▸ **WRITTEN INSTRUCTION**: Copy each of the following items verbatim, without changing a single character.

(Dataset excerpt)
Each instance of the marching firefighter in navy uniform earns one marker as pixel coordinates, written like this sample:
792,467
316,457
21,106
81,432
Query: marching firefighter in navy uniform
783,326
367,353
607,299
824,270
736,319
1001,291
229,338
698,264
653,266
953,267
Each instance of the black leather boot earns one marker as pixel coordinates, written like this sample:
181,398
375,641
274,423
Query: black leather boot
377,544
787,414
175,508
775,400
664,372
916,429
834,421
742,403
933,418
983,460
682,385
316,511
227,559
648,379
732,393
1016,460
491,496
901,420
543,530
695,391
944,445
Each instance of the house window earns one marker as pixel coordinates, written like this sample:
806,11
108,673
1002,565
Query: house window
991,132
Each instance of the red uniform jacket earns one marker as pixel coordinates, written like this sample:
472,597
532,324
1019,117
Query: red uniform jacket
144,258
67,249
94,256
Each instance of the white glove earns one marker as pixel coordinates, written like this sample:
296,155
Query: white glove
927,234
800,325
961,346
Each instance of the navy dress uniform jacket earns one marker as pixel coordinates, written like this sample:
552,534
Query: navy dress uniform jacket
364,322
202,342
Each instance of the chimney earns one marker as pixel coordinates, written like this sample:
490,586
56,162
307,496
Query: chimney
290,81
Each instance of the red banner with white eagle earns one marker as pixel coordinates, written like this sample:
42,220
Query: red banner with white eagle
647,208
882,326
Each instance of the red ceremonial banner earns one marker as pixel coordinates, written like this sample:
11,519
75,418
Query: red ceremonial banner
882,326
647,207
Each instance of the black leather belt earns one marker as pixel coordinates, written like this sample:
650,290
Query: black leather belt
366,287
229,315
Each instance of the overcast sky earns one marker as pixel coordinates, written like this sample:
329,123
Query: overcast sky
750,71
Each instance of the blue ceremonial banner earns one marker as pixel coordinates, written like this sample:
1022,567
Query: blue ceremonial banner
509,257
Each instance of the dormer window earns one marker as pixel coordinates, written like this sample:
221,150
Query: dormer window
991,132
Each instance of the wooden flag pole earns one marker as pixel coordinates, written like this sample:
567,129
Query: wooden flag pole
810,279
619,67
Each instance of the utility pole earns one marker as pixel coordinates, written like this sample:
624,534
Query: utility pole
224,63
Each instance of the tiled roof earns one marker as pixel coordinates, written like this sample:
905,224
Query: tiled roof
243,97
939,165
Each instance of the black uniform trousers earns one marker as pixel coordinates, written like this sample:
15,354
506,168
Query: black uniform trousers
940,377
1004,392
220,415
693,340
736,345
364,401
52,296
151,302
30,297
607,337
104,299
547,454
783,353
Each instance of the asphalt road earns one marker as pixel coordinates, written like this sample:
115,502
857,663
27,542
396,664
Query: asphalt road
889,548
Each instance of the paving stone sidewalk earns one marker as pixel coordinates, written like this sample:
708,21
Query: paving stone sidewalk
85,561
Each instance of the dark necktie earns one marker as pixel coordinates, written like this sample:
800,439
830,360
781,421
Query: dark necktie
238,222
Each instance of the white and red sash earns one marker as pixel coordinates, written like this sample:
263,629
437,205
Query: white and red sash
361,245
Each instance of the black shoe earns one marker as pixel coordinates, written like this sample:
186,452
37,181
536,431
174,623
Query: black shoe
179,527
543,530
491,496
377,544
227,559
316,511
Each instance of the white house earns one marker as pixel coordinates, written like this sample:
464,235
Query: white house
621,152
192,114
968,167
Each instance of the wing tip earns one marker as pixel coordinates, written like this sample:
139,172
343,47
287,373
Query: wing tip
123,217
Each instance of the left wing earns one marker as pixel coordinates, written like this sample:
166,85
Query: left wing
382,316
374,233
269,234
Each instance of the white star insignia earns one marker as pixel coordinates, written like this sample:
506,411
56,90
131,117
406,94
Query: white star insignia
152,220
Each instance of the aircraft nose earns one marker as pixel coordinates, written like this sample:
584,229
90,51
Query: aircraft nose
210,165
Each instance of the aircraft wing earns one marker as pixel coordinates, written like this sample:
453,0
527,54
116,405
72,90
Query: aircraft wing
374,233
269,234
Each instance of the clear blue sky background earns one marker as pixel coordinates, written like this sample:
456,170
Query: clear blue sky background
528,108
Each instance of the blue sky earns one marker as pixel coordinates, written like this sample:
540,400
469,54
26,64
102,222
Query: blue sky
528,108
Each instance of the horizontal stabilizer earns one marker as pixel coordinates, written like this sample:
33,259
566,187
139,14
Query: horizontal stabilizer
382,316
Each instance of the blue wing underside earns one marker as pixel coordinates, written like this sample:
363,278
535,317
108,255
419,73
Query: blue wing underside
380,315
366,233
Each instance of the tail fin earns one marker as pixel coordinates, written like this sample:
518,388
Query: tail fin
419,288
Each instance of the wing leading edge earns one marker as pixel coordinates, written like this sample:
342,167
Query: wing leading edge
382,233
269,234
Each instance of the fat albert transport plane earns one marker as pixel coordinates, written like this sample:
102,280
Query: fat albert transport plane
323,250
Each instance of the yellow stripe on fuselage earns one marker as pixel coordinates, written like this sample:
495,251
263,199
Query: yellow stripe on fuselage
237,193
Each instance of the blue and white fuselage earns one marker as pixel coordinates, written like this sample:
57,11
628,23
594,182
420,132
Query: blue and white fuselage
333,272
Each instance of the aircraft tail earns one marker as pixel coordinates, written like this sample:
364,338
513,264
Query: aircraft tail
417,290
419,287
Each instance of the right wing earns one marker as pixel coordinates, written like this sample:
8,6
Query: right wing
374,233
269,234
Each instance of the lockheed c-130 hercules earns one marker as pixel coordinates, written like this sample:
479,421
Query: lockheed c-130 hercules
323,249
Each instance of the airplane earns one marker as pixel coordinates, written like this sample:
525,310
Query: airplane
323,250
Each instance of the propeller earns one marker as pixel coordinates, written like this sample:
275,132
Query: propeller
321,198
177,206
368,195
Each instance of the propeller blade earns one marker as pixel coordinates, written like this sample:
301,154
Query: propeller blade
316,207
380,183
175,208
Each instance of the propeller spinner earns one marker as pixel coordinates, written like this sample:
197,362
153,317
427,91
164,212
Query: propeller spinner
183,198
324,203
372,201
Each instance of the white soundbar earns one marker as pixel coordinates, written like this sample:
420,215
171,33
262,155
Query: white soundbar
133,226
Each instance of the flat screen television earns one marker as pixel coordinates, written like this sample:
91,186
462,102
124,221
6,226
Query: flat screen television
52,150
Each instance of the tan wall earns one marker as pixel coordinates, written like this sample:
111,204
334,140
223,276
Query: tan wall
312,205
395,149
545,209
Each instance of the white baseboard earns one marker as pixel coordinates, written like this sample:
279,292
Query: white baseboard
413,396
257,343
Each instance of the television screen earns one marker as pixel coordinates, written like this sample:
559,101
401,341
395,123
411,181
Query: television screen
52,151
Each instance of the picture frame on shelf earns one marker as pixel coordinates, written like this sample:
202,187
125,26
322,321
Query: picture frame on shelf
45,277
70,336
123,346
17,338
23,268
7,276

▸ **RESULT**:
Each instance of the marching firefighter in navy uniform earns one marker as pixel coordinates, written like this sample:
792,467
316,457
21,106
81,432
Query: marching firefighter in navy uniform
783,326
367,353
607,299
824,270
736,319
1001,291
229,338
698,264
653,266
953,267
Each instance of the black leather boot earns one marker as pixel coordinates, written like this sample:
181,398
375,641
274,423
Query: black leather boot
377,544
787,414
175,508
775,400
664,372
916,429
834,421
742,403
933,418
983,460
682,385
316,511
227,559
648,379
732,393
1016,460
491,496
901,420
543,530
695,391
944,445
Each instance of the house window earns one marker as pixel coordinates, written like this sample:
806,11
108,673
1002,565
Query: house window
991,132
Each instance of the red uniform jacket earns one marker as pixel coordinates, written like this sample:
472,597
532,324
1019,117
Query: red uniform jacket
144,258
67,249
94,256
Each instance of the white glove earns one marker as pixel coordinates, written like this sample:
296,155
Query: white glove
927,234
800,325
961,346
Each instance of the navy dress uniform jacket earns one marker as pixel coordinates, written like this sample:
552,534
Query: navy dress uniform jacket
364,322
202,342
Each instance of the chimney earns one marker as pixel coordinates, written like this sample:
490,586
56,162
307,496
Query: chimney
290,81
Each instance of the red banner with white eagle earns one marker as pixel coordinates, written like this sample:
42,220
Query: red banner with white eagle
647,208
882,326
Each instance of the red ceremonial banner earns one marker as pixel coordinates, written like this sample:
11,519
75,418
Query: red ceremonial banner
882,326
647,207
Each instance of the black leather belt earns one marker as pixel coordinates, written like this sample:
650,290
Query: black leather belt
366,287
229,315
Each instance of the overcast sky earns one marker as pixel coordinates, written like this sample:
329,123
Query: overcast sky
750,71
Each instance of the blue ceremonial banner earns one marker as pixel coordinates, written like this sample:
1022,567
Query: blue ceremonial banner
509,257
Each instance of the dormer window earns one marker as pixel coordinates, written like this sample:
221,150
Query: dormer window
991,132
Each instance of the wooden flag pole earns one marker as pixel coordinates, written like this sample:
567,129
Query: wooden flag pole
810,279
619,67
Each instance of the utility pole earns one marker as pixel coordinates, written like this sample:
624,534
Query: utility pole
224,63
Each instance of the tiled roof earns one marker as pixel coordinates, written like this sample:
905,224
Query: tiled roof
243,97
939,165
Each instance of the black uniform trousers earns one marker as pixel coordinates, written like this sample:
15,354
506,168
Query: black uniform trousers
940,377
1004,392
220,415
693,340
736,345
364,401
52,296
151,302
30,297
607,337
104,299
547,454
783,353
Each instance of the asphalt road earns one marker as pixel coordinates, written like this sample:
115,502
857,663
27,542
396,664
Query: asphalt road
889,548
Each instance of the paving stone sidewalk earns one marker as pixel coordinates, written like this sample:
708,21
Query: paving stone sidewalk
85,561
Each instance of the dark necktie earns one marker as pixel coordinates, written like this sample:
800,439
830,360
781,421
Query: dark necktie
238,222
Each instance of the white and red sash earns one marker as pixel coordinates, written like this sample:
263,629
437,205
Query: white and red sash
361,245
Each instance of the black shoe earns one marker as pixel coordinates, written like this sample:
186,452
37,181
536,431
174,623
Query: black shoe
179,527
543,530
491,496
377,544
227,559
316,511
Each instance of the white house earns one marker as pixel coordinates, written like this sample:
464,235
Query: white house
621,152
192,114
968,167
Each instance of the wing tip earns one marker as pixel coordinates, written like this sample:
139,172
343,47
287,373
Query: wing tip
123,217
Each instance of the left wing earns one marker as pixel coordinates, written like this sample:
166,85
Query: left wing
382,316
374,233
269,234
Each instance of the white star insignia earns one marker as pixel coordinates, written like this sample:
506,411
56,90
131,117
406,94
Query: white star insignia
152,220
Each instance of the aircraft nose earns one marker as pixel coordinates, written like this sample:
584,229
90,51
Query: aircraft nose
210,165
Each instance of the aircraft wing earns one marker as pixel coordinates, written like this sample:
453,0
527,54
116,405
72,90
Query: aircraft wing
374,233
269,234
Each instance of the clear blue sky background earns one marker as pixel coordinates, written like this sample:
456,170
Query: clear blue sky background
528,108
Each instance of the blue sky earns one marker as pixel coordinates, written like this sample:
540,400
469,54
26,64
102,222
Query: blue sky
528,108
Each instance of the horizontal stabilizer earns one marker as pixel coordinates, written like this sample:
33,259
566,187
139,14
Query: horizontal stabilizer
382,316
Each instance of the blue wing underside earns one marker as pixel coordinates, written like this sample:
363,278
535,317
108,255
419,73
Query: blue wing underside
380,315
366,233
Each instance of the tail fin earns one marker as pixel coordinates, written like this sample:
518,388
Query: tail fin
419,288
Each instance of the wing leading edge earns one marker as pixel coordinates, written like this sample:
342,167
Query: wing leading edge
382,233
269,234
Each instance of the fat albert transport plane earns one marker as pixel coordinates, written like this sample:
102,280
Query: fat albert transport plane
323,250
Each instance of the yellow stripe on fuselage earns one marker as pixel coordinates, written like this sample:
495,251
263,199
Query: yellow stripe on fuselage
237,193
Each instance of the blue and white fuselage earns one marker as pixel coordinates, written like this sample:
57,11
628,23
594,182
420,132
Query: blue and white fuselage
333,272
Each instance of the aircraft tail earns one marker as pixel coordinates, written like this sample:
364,338
513,264
Query: aircraft tail
417,290
419,287
Each instance of the right wing earns one marker as pixel coordinates, written like this sample:
8,6
Query: right wing
374,233
269,234
Each instance of the lockheed c-130 hercules earns one marker as pixel coordinates, written like this sample:
479,421
Query: lockheed c-130 hercules
323,249
Each instance of the airplane earns one marker as pixel coordinates, written like this sample:
525,310
Query: airplane
323,250
Each instance of the propeller earns one marker as pixel coordinates, written like this sample:
275,132
Query: propeller
321,198
177,206
368,195
Each instance of the propeller blade earns one marker as pixel coordinates, written like this sample:
301,154
Query: propeller blade
316,207
380,183
175,208
Each instance of the propeller spinner earns one marker as pixel coordinates, written like this sample:
197,362
153,317
427,91
164,212
Query: propeller spinner
183,198
324,203
372,201
Each instance of the white soundbar earns one marker as pixel coordinates, written like this sample:
420,215
171,33
262,155
Query: white soundbar
133,226
Each instance of the flat screen television earns one marker as pixel coordinates, written like this sample:
91,186
462,102
124,221
6,226
Query: flat screen television
52,150
Each instance of the tan wall earns one marker as pixel coordinates, written like this sample:
111,204
334,140
223,276
Query: tan wall
312,205
395,149
545,209
Each instance of the white baseboard earns one marker as pixel coordinates, written like this sample:
279,292
Query: white baseboard
413,396
257,343
Each instance of the television screen earns one marker as pixel coordinates, written like this sample:
559,101
401,341
395,123
411,181
Query: television screen
52,151
Each instance of the picture frame on shelf earns one marker as pixel coordinates, written like this sample:
202,187
125,26
322,321
Query: picture frame on shelf
45,277
70,336
123,346
17,338
23,268
7,276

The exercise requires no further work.